### AIM OF THE TASK
In the material below, how many lines contain "segment"? Answer with the number alone.

### RECORD SET

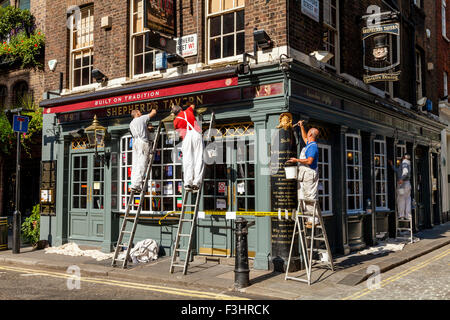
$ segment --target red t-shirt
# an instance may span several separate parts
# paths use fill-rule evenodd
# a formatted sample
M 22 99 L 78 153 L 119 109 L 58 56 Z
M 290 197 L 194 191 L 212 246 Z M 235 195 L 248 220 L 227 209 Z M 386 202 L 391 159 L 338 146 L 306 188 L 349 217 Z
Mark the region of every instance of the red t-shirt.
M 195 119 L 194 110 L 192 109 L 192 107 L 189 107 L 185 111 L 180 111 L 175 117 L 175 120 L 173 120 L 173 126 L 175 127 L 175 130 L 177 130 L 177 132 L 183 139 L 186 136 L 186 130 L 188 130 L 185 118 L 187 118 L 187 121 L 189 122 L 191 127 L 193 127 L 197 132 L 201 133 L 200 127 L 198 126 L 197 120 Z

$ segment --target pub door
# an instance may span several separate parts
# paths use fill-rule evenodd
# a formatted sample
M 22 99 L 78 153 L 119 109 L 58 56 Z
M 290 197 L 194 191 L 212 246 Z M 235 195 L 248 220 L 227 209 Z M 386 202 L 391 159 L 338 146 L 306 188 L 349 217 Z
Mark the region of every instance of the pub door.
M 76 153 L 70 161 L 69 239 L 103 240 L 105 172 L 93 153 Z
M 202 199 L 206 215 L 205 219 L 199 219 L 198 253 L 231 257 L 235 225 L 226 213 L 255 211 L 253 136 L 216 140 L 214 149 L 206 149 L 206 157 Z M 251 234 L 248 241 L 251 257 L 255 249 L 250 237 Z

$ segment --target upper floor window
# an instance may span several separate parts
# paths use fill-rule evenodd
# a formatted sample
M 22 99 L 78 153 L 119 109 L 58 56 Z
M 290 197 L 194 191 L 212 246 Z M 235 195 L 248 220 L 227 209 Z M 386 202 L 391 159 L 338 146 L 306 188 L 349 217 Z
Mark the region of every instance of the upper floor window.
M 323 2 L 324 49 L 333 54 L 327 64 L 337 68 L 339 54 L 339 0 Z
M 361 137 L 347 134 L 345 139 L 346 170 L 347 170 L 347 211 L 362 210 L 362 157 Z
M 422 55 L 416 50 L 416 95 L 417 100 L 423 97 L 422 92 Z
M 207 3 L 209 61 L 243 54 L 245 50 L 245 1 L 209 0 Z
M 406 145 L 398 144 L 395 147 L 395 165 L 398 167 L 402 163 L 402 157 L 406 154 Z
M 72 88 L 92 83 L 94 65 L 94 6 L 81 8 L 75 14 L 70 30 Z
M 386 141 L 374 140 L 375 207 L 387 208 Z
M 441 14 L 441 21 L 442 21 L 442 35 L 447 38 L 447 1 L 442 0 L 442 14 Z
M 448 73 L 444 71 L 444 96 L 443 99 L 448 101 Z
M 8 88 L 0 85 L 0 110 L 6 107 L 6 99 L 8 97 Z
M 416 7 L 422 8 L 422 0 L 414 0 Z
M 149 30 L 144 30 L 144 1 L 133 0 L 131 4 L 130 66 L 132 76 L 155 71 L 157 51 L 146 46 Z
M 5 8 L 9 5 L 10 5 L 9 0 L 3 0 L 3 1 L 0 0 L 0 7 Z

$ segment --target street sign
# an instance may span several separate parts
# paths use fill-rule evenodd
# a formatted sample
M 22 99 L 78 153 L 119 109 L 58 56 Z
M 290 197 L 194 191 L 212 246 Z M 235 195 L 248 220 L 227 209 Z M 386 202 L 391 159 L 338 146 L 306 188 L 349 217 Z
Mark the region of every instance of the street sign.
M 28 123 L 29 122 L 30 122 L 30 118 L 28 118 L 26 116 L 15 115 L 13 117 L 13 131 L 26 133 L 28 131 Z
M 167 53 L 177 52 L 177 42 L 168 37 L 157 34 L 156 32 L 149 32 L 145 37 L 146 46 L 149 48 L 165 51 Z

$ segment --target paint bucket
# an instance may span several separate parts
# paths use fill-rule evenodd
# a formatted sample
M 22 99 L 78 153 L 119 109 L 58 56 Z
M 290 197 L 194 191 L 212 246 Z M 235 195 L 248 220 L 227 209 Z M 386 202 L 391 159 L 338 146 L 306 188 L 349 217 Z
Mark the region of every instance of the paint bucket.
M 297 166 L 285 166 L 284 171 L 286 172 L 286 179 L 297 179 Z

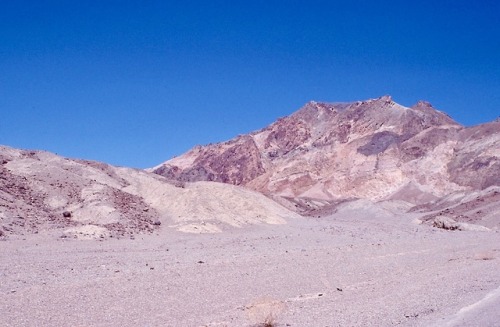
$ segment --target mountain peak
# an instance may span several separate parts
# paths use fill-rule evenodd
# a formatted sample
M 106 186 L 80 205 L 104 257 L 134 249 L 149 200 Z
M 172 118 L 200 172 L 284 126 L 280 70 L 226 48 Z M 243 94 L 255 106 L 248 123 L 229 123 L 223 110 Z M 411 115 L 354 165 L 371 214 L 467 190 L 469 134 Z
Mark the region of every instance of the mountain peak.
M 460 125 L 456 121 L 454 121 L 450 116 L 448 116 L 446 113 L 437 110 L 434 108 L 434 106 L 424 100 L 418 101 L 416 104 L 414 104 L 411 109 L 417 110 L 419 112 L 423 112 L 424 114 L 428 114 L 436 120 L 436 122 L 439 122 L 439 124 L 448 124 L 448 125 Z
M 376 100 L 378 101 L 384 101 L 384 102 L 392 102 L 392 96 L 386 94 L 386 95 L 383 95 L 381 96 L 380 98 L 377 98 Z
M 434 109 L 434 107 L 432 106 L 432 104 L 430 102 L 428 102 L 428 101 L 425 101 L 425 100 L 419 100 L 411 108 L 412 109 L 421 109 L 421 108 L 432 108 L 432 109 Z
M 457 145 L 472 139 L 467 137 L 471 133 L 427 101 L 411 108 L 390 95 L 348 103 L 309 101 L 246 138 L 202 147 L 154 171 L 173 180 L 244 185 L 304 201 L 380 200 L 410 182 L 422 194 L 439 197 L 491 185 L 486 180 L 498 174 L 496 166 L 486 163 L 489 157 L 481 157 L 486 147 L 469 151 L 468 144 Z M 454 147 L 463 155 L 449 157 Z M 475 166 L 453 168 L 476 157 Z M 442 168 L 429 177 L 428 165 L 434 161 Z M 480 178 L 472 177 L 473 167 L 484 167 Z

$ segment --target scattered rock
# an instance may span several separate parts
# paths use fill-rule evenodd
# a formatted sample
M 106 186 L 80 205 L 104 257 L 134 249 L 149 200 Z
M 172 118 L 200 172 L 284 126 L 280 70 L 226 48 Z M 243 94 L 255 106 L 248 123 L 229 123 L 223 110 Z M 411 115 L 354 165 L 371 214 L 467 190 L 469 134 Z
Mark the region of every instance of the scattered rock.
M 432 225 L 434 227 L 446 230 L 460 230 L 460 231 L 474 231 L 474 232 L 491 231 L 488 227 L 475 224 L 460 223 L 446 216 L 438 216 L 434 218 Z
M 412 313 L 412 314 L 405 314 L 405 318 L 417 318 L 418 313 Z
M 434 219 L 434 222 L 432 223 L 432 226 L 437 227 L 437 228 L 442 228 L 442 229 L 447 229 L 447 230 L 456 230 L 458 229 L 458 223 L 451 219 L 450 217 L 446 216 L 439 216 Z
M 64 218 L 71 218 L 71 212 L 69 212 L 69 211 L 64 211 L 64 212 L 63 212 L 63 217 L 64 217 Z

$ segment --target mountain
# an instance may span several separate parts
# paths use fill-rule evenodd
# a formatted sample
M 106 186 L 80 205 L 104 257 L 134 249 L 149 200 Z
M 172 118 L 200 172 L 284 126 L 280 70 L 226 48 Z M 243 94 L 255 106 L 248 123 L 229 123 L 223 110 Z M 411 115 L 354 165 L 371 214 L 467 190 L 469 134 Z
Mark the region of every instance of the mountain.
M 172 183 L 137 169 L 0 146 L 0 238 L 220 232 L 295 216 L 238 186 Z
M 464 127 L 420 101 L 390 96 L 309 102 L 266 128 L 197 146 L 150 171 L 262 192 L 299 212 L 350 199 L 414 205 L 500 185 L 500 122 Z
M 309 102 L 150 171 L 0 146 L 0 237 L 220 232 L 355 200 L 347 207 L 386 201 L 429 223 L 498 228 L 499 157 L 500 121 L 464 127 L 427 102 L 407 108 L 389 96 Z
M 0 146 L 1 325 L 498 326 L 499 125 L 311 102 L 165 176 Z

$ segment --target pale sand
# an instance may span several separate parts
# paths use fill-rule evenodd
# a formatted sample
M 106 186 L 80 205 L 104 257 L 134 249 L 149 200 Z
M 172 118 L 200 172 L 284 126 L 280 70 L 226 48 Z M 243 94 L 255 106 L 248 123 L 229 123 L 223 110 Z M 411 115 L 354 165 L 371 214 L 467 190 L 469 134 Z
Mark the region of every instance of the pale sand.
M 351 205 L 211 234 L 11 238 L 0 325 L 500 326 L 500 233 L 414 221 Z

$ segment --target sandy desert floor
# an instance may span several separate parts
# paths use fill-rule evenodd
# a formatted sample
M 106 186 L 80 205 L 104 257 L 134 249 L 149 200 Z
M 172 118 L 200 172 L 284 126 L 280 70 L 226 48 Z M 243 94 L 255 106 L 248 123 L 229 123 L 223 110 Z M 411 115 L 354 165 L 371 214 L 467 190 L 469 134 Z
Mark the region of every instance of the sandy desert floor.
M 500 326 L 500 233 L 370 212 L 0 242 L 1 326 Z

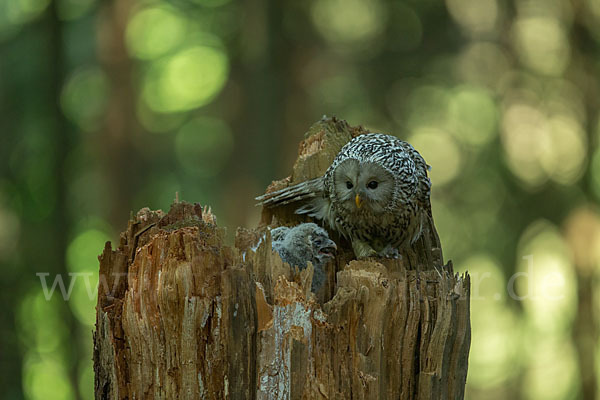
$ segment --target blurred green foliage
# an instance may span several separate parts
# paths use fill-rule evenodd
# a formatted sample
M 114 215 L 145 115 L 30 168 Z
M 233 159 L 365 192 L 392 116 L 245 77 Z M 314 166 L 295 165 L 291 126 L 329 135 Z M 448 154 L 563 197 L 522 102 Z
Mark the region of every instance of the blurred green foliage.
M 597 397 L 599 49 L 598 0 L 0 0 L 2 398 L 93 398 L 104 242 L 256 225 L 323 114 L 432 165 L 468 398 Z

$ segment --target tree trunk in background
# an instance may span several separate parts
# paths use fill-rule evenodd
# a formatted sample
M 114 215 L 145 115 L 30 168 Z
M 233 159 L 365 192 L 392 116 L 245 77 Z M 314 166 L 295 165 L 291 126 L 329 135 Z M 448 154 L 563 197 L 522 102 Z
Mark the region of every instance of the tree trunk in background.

### RESPONSE TO THE TASK
12